Extracted data entries
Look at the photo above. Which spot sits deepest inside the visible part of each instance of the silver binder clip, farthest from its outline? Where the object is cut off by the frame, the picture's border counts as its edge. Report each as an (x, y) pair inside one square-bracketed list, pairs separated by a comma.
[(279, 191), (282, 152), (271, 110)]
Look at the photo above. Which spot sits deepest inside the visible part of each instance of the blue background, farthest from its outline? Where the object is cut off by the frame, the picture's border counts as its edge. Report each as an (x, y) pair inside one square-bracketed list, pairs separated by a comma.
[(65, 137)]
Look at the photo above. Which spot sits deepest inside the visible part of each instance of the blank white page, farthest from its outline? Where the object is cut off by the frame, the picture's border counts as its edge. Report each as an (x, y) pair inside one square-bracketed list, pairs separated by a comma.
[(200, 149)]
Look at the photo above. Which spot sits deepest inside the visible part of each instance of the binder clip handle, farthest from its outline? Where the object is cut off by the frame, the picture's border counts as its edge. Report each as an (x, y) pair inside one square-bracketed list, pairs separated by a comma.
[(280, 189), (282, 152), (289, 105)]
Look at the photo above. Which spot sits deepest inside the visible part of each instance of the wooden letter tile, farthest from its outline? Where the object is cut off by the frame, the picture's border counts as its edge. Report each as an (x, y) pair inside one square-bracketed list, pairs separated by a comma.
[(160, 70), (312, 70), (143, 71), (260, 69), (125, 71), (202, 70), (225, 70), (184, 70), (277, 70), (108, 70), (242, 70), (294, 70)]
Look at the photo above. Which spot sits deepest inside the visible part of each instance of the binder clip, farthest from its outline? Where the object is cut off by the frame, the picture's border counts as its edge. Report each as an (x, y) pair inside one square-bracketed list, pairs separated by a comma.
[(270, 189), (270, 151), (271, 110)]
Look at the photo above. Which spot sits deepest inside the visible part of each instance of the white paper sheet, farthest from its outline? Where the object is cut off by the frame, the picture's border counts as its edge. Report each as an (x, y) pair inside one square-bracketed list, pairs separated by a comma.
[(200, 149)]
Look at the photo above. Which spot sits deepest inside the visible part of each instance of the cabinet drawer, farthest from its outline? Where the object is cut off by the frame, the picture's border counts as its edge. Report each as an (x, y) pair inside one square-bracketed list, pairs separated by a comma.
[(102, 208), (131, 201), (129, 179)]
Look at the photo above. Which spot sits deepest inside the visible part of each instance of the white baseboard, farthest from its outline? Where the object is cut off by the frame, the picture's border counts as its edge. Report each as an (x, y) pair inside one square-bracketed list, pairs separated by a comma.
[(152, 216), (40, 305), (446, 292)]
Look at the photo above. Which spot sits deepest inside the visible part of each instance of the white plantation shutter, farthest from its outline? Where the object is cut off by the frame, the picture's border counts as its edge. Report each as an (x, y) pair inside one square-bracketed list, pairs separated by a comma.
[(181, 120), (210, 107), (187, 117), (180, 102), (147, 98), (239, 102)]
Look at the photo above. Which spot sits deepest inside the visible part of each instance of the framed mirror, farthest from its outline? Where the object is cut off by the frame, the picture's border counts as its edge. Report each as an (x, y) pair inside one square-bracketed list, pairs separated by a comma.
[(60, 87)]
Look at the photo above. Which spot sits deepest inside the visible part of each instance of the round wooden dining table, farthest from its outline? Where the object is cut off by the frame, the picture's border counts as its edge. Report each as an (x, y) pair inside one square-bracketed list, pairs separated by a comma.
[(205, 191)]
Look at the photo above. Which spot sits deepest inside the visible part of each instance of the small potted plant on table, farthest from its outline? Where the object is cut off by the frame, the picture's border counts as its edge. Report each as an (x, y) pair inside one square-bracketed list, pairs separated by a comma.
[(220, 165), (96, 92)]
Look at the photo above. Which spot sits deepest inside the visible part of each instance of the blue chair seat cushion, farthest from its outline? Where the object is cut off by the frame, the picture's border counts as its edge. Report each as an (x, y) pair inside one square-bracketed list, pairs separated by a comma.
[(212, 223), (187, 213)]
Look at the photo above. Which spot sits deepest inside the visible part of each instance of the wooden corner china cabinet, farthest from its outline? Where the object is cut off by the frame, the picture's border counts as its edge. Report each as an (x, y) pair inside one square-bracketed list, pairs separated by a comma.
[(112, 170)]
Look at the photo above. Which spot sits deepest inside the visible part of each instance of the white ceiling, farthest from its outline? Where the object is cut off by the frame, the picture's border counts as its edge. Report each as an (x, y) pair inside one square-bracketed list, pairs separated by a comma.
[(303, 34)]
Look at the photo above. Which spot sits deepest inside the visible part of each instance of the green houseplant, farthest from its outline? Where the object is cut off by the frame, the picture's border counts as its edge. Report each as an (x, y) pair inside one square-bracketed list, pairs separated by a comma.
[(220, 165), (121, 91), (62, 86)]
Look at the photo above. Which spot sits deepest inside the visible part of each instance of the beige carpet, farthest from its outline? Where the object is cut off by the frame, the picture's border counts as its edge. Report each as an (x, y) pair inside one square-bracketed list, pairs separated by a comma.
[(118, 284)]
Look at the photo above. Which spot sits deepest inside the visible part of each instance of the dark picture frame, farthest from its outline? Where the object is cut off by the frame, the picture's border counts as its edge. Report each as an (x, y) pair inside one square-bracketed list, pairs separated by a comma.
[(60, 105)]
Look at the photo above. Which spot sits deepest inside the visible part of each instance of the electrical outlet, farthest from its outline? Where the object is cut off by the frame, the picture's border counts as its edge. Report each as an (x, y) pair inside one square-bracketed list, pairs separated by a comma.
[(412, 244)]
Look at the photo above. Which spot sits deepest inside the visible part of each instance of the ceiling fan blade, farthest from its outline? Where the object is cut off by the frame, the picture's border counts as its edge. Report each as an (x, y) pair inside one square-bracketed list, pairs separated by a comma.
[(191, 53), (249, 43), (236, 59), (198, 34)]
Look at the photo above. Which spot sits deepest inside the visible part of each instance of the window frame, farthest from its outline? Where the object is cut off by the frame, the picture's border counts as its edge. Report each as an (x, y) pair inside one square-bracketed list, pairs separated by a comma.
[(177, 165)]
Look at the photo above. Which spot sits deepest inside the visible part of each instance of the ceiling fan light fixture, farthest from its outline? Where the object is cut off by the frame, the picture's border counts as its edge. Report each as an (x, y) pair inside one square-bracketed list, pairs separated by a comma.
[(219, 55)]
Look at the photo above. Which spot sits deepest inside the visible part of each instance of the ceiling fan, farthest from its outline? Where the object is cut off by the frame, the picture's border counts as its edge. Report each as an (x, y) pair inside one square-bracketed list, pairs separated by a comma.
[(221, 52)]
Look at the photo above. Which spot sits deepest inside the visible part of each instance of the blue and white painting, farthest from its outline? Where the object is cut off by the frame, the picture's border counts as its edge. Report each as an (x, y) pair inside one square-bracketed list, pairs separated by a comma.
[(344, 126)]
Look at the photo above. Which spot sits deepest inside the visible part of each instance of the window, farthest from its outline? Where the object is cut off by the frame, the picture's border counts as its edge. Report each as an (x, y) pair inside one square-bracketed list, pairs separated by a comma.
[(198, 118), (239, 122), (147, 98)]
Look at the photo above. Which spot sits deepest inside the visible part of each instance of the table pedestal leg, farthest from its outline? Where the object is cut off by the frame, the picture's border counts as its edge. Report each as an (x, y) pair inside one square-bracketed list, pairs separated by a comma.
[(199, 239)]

• [WORK TASK] Retype all of the data exactly, so that nothing differs from what is given.

• [TASK RESPONSE]
Look at the photo above. Which spot sits deepest inside the visible part of each instance of the silver binder clip, farthest from its outline? Where the object is cut off by the frame, the picture's border counts as its edge. Report each as an (x, y) pair inside one square-bracketed list, pairs separated by a comma.
[(279, 191), (282, 152), (271, 110)]
Look at the photo above. Which spot sits deepest inside the visible part of each instance of the blue background, farthest from its outline? Where the object is cut off by the frame, the picture's border counts as its edge. Report each as an (x, y) pair inside one square-bracketed list, pairs separated by a comma.
[(65, 137)]
Look at the photo above. Which spot sits deepest inside the visible part of each instance of the blank white page, farthest from its outline? Where the object is cut off by the frame, the picture's border counts as its edge. Report each as an (x, y) pair inside one square-bracketed list, pairs separated by a comma.
[(200, 149)]
Look at the photo above. Which spot sits deepest inside the visible part of each instance of the binder clip handle, farthest from its outline? Where the object is cut off by the frame, the picture's border counts as its edge. Report each as an (x, y) pair inside one square-bracketed list, pairs separated by a comma.
[(280, 189), (282, 152), (289, 105)]
Look at the photo above. Which spot sits deepest inside the visible part of each instance of the wooden letter tile, farthest from its outline? Where the object is cut off by the frame, the picture's border counts as its edge. Report each as an (x, y) pair inside one square-bracketed list, pairs separated by a comma.
[(160, 70), (312, 70), (143, 71), (260, 69), (125, 71), (202, 70), (225, 70), (184, 70), (277, 70), (108, 70), (242, 70), (294, 70)]
Look at the photo above. Which spot sits deepest inside the visible part of each instance of the binder clip, farthest from its outline? Where the object is cut off by the frame, the picture's border counts as its edge. Report each as an (x, y) pair inside one square-bracketed list, pairs separated by a comma.
[(270, 189), (270, 151), (271, 110)]
Look at the photo above. Which spot sits deepest inside the visible part of each instance of the white paper sheet, farthest from its outline? Where the object is cut off by the frame, the picture's border counts as its edge. Report each as an (x, y) pair inside one square-bracketed list, pairs separated by a comma.
[(200, 149)]
Look at the photo above. Which spot sits deepest inside the visible part of each instance of the cabinet drawer, farthest from its outline? Where the object is cut off by the frame, the picture's border counts as its edge. Report each as an (x, y) pair inside one square-bracketed list, pairs separated by a comma.
[(102, 208), (131, 201), (129, 179)]
Look at the photo above. Which spot sits deepest inside the visible part of each instance of the white baseboard, farthest from its outline? Where the object is cut off by the frame, the picture's border counts as its edge. Report each as an (x, y) pair inside one square-bracketed list, pairs separated by a comma.
[(152, 216), (40, 305), (446, 292)]
Look at the photo above. Which spot sits deepest inside the visible part of each instance of the white plantation shutter, farthest from its outline? Where the object is cut off by the frame, the picture's border counts as its edge. Report each as an (x, y) pair inside one square-bracketed list, pairs separated by a comma.
[(181, 120), (210, 107), (187, 117), (180, 102), (147, 98), (239, 102)]
Look at the photo above. Which spot sits deepest inside the visible part of each instance of the framed mirror, farthest from its outline? Where the object is cut off by the frame, the picture's border counts as its edge. Report each as an (x, y) pair inside one square-bracketed list, pairs separated by a comma.
[(60, 87)]
Look at the photo above. Which spot sits deepest inside the visible part of each instance of the round wooden dining table, farthest from its outline? Where the object is cut off by the frame, the picture's border counts as its edge. Report each as an (x, y) pair inside one square-bracketed list, pairs separated by a comma.
[(205, 191)]
Look at the photo above. Which spot sits deepest inside the visible part of each instance of the small potted plant on table, farthest from its outline? Where the object is cut off by the frame, the picture's border counts as its edge. Report each as an (x, y) pair inside one square-bracketed list, pairs separated by a comma.
[(220, 165), (96, 92)]
Look at the photo above. Which spot sits deepest inside the visible part of each instance of the blue chair seat cushion, farthest from its outline? Where the object is cut off by the frame, the picture's border counts as its edge. Report each as an (x, y) pair inside one square-bracketed list, pairs separated by a comma.
[(212, 223), (187, 213)]
Look at the photo above. Which spot sits deepest inside the visible part of each instance of the wooden corner china cabinet, farthest from its outline? Where the object is cut off by the frame, the picture's border counts as its edge. Report each as an (x, y) pair inside one square-bracketed list, pairs separated by a comma.
[(112, 170)]
Look at the photo above. Which spot sits deepest inside the visible part of each instance of the white ceiling, farthest from its outline? Where the object is cut off by the frame, the picture's border counts as its edge. Report each as an (x, y) pair inside one square-bracketed list, pairs separated by a comma.
[(303, 34)]
Look at the photo above. Which spot sits deepest inside the visible part of each instance of the green houseplant, farthest from its outline? Where the object is cut off by the frame, the picture's border counts as its edge. Report each as an (x, y) pair inside one square-bracketed list, pairs separated by a comma.
[(220, 165), (121, 91), (62, 86)]
Look at the photo above. Which spot sits deepest inside the visible part of each instance of the beige carpet, farthest from its outline? Where the object is cut off by the frame, the picture's border counts as its edge. Report each as an (x, y) pair inside one square-bracketed list, pairs separated by a comma.
[(118, 284)]
Look at the photo above. Which spot sits deepest inside the visible part of each instance of the dark picture frame, farthest from its outline? Where the object is cut off by the frame, the picture's border counts as its edge. Report each as an (x, y) pair inside one square-bracketed list, pairs separated by a comma.
[(60, 105)]
Look at the photo above. Which spot sits deepest inside the visible part of each instance of the electrical outlet, farthest from its outline? Where the object is cut off by the frame, the picture's border counts as its edge. Report each as an (x, y) pair inside one square-bracketed list, pairs separated by a comma.
[(412, 244)]
Look at the photo above. Which spot sits deepest inside the visible part of each instance of the ceiling fan blade, farthest from its outline? Where the object is cut off by the frame, the picture's border counts as its edge. Report each as an (x, y) pair inside one square-bracketed list, pairs separated by a comma.
[(191, 53), (249, 43), (236, 59), (198, 34)]
Look at the photo above. Which spot sits deepest inside the visible part of each instance of the window frame, farthest from its outline? Where the object is cut off by the frame, the picture's border counts as its edge. Report each as an (x, y) pair inside one square-bracketed list, pairs separated by a comma.
[(177, 165)]
Look at the photo above. Which spot sits deepest inside the visible part of each instance of the ceiling fan light fixture, farthest from its outline? Where the object is cut off by the frame, the picture's border counts as its edge. Report each as an (x, y) pair inside one square-bracketed list, pairs separated by a comma.
[(219, 55)]
Look at the photo above. Which spot sits deepest inside the visible part of each instance of the ceiling fan, farthest from its outline? Where the object is cut off by the frame, the picture's border counts as its edge. Report each as an (x, y) pair inside one square-bracketed list, pairs separated by a comma.
[(221, 52)]
Look at the photo above. Which spot sits deepest inside the visible part of each instance of the blue and white painting, farthest from its outline? Where the object is cut off by the frame, the picture's border counts as its edge. Report each as an (x, y) pair inside one square-bracketed list, pairs separated by a comma.
[(344, 126)]
Look at the photo above. Which spot sits deepest inside the visible part of each instance of the window, farthest from its outline? Where the object is cut off by the frame, the picture's border counts as its edge. Report each as an (x, y) pair inside one square-bracketed list, pairs separated by a comma.
[(198, 118), (239, 122), (147, 98)]
Look at the photo above. Which spot sits deepest inside the visible part of each instance of the table pedestal leg, farthest from its outline? Where the object is cut off by the frame, the picture's border counts as its edge. Report each as an (x, y) pair inside one square-bracketed list, pairs separated by a comma.
[(199, 239)]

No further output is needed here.